- _THE DATA_:
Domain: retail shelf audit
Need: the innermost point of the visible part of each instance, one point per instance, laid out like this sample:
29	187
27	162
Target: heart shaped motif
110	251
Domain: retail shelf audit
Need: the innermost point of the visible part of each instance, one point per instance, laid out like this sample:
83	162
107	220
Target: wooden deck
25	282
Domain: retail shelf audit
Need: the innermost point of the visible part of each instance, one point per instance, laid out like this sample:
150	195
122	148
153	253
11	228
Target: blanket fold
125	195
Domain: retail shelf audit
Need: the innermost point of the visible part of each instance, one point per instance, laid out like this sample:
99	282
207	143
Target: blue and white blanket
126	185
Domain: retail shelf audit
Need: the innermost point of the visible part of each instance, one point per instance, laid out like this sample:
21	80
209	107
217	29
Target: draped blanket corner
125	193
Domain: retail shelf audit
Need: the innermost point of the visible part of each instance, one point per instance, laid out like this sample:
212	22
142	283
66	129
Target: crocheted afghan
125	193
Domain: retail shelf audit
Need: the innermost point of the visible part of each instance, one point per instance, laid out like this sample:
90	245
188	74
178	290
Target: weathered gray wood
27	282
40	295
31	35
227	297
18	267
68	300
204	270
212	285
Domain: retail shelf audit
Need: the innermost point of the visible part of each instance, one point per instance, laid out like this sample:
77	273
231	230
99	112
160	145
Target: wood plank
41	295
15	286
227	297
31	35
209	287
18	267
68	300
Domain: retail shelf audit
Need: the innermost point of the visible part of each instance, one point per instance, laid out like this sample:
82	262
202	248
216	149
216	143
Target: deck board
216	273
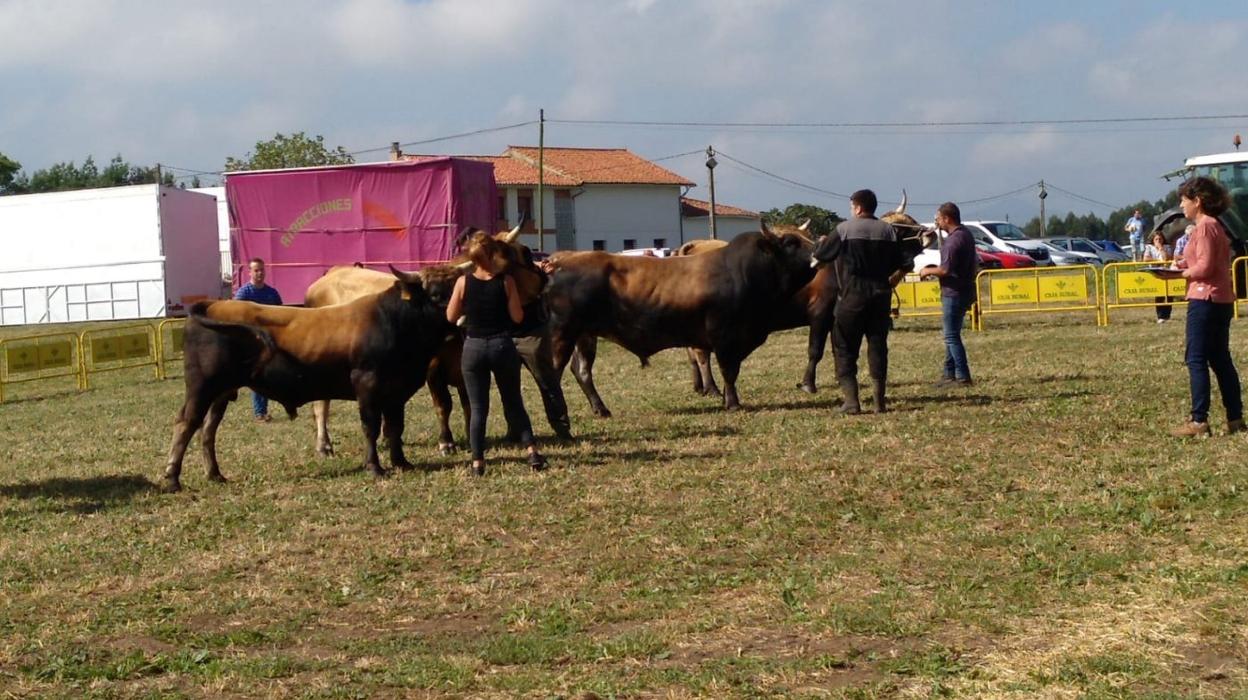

- _AIM OF THE EXERCISE_: Pull out every line in the data above that contains the word "deck".

- _RESPONSE_:
Target: wooden deck
Target: deck board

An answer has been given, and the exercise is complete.